Using the entries below, return word for word the lines from the one containing "point: orange jam dollop" up to and including the last.

Information supplied:
***
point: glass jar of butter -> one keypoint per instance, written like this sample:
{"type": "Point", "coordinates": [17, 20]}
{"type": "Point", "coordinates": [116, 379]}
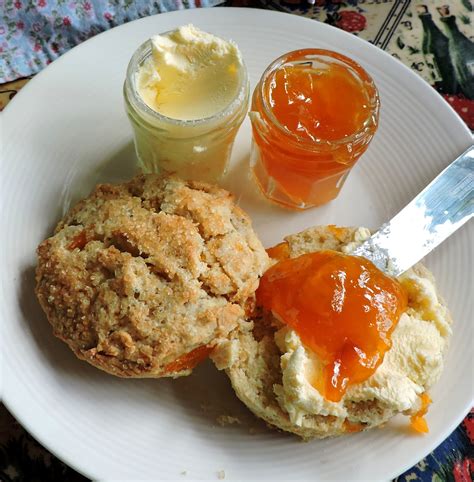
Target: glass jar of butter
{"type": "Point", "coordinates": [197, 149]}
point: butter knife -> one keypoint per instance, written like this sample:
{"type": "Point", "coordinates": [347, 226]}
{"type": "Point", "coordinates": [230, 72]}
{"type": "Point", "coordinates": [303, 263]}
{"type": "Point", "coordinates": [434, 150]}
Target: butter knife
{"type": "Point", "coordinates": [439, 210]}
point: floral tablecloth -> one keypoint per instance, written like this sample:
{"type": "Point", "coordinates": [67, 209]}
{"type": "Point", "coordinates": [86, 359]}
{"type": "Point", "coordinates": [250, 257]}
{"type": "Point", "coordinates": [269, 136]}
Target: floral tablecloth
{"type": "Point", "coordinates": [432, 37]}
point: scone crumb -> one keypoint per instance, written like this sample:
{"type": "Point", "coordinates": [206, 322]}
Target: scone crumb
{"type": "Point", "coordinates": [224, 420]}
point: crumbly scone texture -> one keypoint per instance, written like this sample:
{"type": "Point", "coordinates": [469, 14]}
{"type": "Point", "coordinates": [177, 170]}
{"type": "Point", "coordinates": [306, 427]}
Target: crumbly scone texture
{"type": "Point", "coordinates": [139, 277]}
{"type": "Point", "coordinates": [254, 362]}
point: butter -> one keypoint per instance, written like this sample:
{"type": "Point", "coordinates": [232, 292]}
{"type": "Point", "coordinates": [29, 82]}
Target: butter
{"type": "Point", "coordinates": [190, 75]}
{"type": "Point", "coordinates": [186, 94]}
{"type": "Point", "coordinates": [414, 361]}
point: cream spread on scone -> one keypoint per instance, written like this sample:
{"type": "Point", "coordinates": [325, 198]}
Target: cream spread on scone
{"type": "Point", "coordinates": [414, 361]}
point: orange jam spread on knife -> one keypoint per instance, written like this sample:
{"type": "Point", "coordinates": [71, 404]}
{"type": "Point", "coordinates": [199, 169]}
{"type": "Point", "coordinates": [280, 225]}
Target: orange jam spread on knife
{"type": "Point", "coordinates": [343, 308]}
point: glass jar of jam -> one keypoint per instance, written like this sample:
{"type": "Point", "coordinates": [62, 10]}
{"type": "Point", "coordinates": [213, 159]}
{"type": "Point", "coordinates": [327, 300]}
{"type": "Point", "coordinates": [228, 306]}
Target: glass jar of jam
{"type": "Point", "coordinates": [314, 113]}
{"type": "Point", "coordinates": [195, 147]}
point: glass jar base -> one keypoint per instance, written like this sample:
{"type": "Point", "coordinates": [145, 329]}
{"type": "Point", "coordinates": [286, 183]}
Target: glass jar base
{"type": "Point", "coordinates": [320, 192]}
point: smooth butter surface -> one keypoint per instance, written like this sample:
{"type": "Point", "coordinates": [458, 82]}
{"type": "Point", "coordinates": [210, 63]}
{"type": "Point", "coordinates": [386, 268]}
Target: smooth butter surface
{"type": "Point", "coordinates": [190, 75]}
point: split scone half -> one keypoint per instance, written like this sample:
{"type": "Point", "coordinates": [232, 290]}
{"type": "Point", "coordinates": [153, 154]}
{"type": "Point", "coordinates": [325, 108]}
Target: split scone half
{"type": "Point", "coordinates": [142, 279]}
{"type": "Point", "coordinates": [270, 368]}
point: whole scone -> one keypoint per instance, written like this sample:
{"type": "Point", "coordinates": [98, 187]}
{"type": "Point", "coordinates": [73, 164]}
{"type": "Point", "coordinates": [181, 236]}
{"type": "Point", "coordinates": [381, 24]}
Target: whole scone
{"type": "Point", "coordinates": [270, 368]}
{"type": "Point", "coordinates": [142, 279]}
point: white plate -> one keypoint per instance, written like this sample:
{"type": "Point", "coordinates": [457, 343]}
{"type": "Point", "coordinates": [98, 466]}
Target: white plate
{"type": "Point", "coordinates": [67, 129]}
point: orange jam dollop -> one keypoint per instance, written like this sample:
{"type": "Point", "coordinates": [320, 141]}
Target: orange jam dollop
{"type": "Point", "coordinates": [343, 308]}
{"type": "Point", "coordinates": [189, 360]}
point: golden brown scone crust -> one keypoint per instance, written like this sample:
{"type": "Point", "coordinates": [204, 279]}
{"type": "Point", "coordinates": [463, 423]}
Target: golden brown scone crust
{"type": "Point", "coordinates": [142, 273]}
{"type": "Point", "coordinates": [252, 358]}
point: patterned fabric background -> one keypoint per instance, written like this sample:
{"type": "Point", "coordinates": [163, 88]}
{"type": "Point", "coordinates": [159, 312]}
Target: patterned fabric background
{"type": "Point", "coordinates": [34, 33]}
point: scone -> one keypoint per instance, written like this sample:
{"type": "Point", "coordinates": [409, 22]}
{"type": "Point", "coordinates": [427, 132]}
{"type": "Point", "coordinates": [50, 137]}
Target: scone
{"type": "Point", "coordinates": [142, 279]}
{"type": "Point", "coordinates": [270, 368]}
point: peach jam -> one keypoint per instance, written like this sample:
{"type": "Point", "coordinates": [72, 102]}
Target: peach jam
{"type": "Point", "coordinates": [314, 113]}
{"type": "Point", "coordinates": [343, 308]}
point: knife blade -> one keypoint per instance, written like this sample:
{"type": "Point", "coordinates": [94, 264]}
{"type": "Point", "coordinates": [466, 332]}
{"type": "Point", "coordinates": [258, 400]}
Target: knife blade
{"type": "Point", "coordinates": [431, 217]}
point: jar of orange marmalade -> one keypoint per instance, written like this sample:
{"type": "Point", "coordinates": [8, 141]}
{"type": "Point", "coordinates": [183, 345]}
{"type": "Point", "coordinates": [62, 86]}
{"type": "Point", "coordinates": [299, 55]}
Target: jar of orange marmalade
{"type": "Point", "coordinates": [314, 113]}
***
Answer to the problem:
point: orange jam dollop -> one keypoint per instance, written like this sample:
{"type": "Point", "coordinates": [320, 141]}
Target: orange jam dollop
{"type": "Point", "coordinates": [343, 308]}
{"type": "Point", "coordinates": [189, 360]}
point: golden brown scone crust -> one keypoint per instance, written like this sample:
{"type": "Point", "coordinates": [204, 279]}
{"type": "Point", "coordinates": [463, 423]}
Target: golden brown scone crust
{"type": "Point", "coordinates": [142, 273]}
{"type": "Point", "coordinates": [252, 358]}
point: patterned fabric background -> one keypoint per instance, written like this sample:
{"type": "Point", "coordinates": [163, 88]}
{"type": "Point", "coordinates": [159, 312]}
Target: patterned fabric background
{"type": "Point", "coordinates": [34, 33]}
point: scone -> one keypoint per instance, written like this sample:
{"type": "Point", "coordinates": [409, 22]}
{"type": "Point", "coordinates": [427, 132]}
{"type": "Point", "coordinates": [50, 137]}
Target: scone
{"type": "Point", "coordinates": [142, 279]}
{"type": "Point", "coordinates": [270, 368]}
point: peach jam -> one keypoint per instance, written like this sample:
{"type": "Point", "coordinates": [72, 102]}
Target: peach jam
{"type": "Point", "coordinates": [314, 113]}
{"type": "Point", "coordinates": [343, 308]}
point: knife blade -> one keypoint per instance, written like this sample:
{"type": "Point", "coordinates": [94, 264]}
{"type": "Point", "coordinates": [466, 332]}
{"type": "Point", "coordinates": [258, 400]}
Target: knife blade
{"type": "Point", "coordinates": [431, 217]}
point: jar of orange marmalade -> one keypoint per instance, written like this sample:
{"type": "Point", "coordinates": [8, 141]}
{"type": "Point", "coordinates": [183, 345]}
{"type": "Point", "coordinates": [62, 86]}
{"type": "Point", "coordinates": [299, 55]}
Target: jar of orange marmalade
{"type": "Point", "coordinates": [314, 113]}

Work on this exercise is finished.